EXERCISE INPUTS Start Marker

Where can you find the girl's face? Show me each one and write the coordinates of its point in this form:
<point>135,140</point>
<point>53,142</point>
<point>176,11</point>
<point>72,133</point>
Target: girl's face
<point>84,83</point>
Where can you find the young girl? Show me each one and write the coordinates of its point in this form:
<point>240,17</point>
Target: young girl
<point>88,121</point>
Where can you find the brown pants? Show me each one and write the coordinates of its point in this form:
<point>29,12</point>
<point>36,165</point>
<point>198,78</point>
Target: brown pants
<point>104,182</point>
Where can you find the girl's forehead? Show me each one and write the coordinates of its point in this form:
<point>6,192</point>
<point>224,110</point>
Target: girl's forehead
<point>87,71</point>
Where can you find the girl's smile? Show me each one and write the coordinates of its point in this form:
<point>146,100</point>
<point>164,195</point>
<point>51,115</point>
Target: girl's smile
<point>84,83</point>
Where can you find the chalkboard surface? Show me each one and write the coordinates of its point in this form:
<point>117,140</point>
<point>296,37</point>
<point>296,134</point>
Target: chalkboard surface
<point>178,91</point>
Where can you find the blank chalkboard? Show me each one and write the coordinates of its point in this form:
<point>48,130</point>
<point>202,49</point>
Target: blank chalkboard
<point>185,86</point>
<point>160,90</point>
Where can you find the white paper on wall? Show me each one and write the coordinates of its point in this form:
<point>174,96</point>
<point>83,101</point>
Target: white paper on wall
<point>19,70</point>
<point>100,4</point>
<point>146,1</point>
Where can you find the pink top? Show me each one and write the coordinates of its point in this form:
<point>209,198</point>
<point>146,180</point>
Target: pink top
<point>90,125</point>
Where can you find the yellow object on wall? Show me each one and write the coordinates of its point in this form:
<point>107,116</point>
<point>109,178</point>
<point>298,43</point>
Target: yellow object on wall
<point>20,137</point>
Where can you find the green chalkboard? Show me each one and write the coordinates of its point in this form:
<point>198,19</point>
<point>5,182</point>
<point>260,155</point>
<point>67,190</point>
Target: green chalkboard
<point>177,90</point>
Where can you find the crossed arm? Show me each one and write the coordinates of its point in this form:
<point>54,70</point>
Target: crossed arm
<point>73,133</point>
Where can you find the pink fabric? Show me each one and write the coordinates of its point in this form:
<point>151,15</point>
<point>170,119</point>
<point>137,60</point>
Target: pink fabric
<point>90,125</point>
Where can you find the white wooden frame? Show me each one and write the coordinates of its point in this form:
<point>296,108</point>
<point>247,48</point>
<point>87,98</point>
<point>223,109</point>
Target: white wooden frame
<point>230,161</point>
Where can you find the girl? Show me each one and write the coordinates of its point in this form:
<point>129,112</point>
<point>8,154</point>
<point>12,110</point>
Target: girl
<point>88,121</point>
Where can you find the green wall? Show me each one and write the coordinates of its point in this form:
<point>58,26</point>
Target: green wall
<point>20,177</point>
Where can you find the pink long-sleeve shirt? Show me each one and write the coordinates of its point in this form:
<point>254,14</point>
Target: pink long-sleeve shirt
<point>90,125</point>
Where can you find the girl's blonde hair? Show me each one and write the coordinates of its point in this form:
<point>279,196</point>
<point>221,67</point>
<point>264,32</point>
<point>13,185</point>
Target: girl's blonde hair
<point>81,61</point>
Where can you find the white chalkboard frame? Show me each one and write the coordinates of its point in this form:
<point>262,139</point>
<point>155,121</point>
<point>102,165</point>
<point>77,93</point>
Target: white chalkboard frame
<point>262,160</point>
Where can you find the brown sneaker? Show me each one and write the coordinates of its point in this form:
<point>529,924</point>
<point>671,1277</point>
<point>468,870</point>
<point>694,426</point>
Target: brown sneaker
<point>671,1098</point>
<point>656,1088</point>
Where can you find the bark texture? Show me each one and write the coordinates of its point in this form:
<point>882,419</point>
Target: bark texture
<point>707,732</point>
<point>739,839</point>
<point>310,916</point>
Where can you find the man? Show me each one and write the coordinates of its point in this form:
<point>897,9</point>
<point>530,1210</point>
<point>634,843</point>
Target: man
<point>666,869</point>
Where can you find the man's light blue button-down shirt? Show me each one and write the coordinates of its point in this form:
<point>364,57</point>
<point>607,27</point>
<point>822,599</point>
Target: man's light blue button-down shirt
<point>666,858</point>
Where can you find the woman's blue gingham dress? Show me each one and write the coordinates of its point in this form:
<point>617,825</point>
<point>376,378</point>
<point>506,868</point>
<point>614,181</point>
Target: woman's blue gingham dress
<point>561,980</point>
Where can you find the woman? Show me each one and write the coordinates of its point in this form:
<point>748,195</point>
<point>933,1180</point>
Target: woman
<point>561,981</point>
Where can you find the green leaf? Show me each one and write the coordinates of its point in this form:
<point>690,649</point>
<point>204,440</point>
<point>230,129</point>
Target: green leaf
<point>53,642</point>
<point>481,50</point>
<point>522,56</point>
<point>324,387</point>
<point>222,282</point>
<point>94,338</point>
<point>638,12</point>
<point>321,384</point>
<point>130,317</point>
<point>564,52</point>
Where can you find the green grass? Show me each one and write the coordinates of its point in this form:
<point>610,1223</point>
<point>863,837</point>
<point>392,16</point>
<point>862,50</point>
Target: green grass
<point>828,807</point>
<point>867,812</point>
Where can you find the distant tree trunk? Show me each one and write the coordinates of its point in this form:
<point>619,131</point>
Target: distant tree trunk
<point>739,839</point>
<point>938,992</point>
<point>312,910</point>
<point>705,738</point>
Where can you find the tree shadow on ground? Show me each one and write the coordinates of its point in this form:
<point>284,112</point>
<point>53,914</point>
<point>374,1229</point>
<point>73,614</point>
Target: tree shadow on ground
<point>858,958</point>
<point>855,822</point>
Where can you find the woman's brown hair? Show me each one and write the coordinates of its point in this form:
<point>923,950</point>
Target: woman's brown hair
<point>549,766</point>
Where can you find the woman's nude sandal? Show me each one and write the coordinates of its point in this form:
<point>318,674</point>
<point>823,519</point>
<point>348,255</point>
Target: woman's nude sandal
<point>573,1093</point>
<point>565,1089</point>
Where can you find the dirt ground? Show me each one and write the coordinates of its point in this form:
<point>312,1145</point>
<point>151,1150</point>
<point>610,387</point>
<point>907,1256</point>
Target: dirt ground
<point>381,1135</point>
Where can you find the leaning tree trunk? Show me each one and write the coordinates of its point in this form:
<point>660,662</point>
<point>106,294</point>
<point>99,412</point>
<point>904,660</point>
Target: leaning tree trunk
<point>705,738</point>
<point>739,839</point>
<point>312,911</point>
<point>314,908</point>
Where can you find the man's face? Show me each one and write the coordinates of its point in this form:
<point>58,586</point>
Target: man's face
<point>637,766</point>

EXERCISE INPUTS End Marker

WORK INSTRUCTION
There is a run of lines above from the one with "<point>619,131</point>" to the one with "<point>904,660</point>"; print exactly that run, both ends included, and nothing else.

ANSWER SECTION
<point>619,131</point>
Target: distant tree trunk
<point>739,839</point>
<point>938,992</point>
<point>312,910</point>
<point>705,738</point>
Where can you find the tree shadow on ground? Show me each one and write the coordinates of its point in this form:
<point>284,112</point>
<point>53,914</point>
<point>374,1229</point>
<point>73,614</point>
Target: tree shadow on ground
<point>858,958</point>
<point>855,822</point>
Where can you find the woman's brown hair? Show me each one and write the coordinates of its point in this form:
<point>923,950</point>
Target: woman's brown hair
<point>549,766</point>
Where can you find the woman's nude sandal? Show me each one and write the coordinates of its point in this form:
<point>318,674</point>
<point>823,519</point>
<point>348,255</point>
Target: woman's nude sandal
<point>573,1093</point>
<point>565,1089</point>
Where can you find the dirt ground? Show me each one and write the coordinates of its point in this form:
<point>312,1145</point>
<point>151,1150</point>
<point>610,387</point>
<point>907,1256</point>
Target: dirt ground
<point>381,1135</point>
Where can you find the leaning tree trunk? Show me each one and write the coordinates of its point in this form:
<point>660,662</point>
<point>106,294</point>
<point>99,412</point>
<point>904,660</point>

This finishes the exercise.